▶ [EXTRACTED TEXT]
++++++++++
Airlines around the world are predicted to spend around US$2.8 trillion on new aircraft by 2039 despite the current COVID-19 crisis, according to Cirium, the travel industry data and analytics company.
Worldwide deliveries during 2020 are expected to be 45 percent lower than in 2019, but it's predicted the industry will recover enough to spend the nearly NZ$4 trillion total over the next two decades.
Asian markets will be the growth engine for the global aviation industry, accounting for an expected 43 percent of deliveries.
The 2020 Cirium Fleet Forecast predicts that 43,315 new passenger and freighter aircraft will be delivered between 2020 and 2039. This represents an 8 percent drop compared to the 20 year outlook in the 2019 Cirium Fleet Forecast and includes some 4600 fewer deliveries in the next decade.
Cirium Head of Marketing and Analysis Chris Seymour says COVID-19 has put a handbrake on the speedy growth of aviation over the past few years.
"Following 10 consecutive years of uninterrupted demand growth, the 2020 COVID-19 crisis has led to a dramatic reduction in global traffic and record industry losses," Seymour said.
++++++++++
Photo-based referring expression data
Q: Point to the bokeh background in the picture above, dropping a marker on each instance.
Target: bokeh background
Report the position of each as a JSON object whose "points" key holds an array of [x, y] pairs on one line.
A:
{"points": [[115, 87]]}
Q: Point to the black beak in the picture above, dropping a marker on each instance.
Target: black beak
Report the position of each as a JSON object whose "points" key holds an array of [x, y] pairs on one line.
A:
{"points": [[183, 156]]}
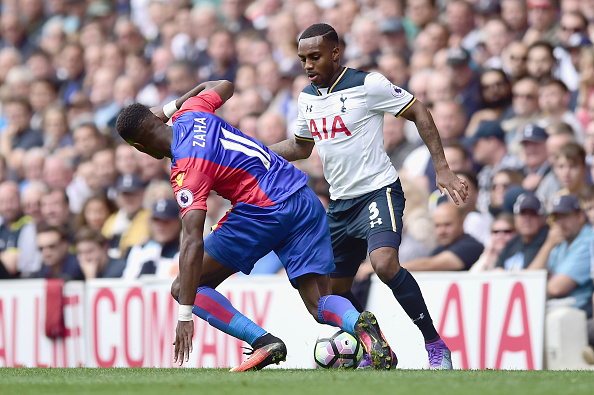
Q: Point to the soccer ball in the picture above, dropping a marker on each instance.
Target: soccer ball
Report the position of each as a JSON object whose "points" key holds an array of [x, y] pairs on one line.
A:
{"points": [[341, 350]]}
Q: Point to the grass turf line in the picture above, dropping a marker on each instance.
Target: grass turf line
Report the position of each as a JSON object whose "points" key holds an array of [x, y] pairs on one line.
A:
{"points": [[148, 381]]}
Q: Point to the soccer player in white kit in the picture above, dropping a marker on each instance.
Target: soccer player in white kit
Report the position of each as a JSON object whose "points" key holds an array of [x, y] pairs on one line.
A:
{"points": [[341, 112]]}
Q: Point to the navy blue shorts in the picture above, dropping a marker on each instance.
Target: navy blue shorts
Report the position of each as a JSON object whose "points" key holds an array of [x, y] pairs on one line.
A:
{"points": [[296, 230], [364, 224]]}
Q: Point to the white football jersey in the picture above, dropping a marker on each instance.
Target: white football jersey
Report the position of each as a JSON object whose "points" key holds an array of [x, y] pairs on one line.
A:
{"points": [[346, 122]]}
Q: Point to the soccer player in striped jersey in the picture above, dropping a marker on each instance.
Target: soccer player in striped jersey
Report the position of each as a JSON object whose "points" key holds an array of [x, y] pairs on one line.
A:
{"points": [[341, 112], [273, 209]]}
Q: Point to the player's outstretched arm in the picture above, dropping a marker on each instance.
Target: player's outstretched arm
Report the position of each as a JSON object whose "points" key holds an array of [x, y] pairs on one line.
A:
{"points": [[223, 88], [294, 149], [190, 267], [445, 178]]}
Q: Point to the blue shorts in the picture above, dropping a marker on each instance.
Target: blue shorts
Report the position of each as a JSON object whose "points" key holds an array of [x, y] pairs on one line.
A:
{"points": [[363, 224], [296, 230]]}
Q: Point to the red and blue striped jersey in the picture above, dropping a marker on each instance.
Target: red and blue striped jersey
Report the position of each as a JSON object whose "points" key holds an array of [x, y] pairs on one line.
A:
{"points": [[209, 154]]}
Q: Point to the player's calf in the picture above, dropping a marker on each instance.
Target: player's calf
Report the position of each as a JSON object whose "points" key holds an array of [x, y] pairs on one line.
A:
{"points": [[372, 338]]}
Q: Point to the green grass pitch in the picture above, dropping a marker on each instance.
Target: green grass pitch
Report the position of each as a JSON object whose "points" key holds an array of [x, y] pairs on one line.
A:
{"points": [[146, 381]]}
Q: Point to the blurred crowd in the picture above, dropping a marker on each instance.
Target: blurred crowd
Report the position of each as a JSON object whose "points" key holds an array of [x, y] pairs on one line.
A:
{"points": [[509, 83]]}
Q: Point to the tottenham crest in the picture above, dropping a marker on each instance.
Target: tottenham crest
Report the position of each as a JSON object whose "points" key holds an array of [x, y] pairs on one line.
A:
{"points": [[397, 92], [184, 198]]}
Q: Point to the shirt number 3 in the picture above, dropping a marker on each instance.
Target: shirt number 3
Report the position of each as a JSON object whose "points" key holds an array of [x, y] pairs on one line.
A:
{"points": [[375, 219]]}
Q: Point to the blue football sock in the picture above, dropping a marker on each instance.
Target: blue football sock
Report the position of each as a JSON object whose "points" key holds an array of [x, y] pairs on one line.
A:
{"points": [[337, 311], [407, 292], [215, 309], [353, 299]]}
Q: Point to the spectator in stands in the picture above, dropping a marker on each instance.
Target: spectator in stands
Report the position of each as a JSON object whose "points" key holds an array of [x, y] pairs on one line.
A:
++++++++++
▶ [ABOUT THIS EXERCISE]
Retype the text about the aircraft spending forecast in full, word for word.

▶ [RESPONSE TO THIS TASK]
Airlines around the world are predicted to spend around US$2.8 trillion on new aircraft by 2039 despite the current COVID-19 crisis, according to Cirium, the travel industry data and analytics company.
Worldwide deliveries during 2020 are expected to be 45 percent lower than in 2019, but it's predicted the industry will recover enough to spend the nearly NZ$4 trillion total over the next two decades.
Asian markets will be the growth engine for the global aviation industry, accounting for an expected 43 percent of deliveries.
The 2020 Cirium Fleet Forecast predicts that 43,315 new passenger and freighter aircraft will be delivered between 2020 and 2039. This represents an 8 percent drop compared to the 20 year outlook in the 2019 Cirium Fleet Forecast and includes some 4600 fewer deliveries in the next decade.
Cirium Head of Marketing and Analysis Chris Seymour says COVID-19 has put a handbrake on the speedy growth of aviation over the past few years.
"Following 10 consecutive years of uninterrupted demand growth, the 2020 COVID-19 crisis has led to a dramatic reduction in global traffic and record industry losses," Seymour said.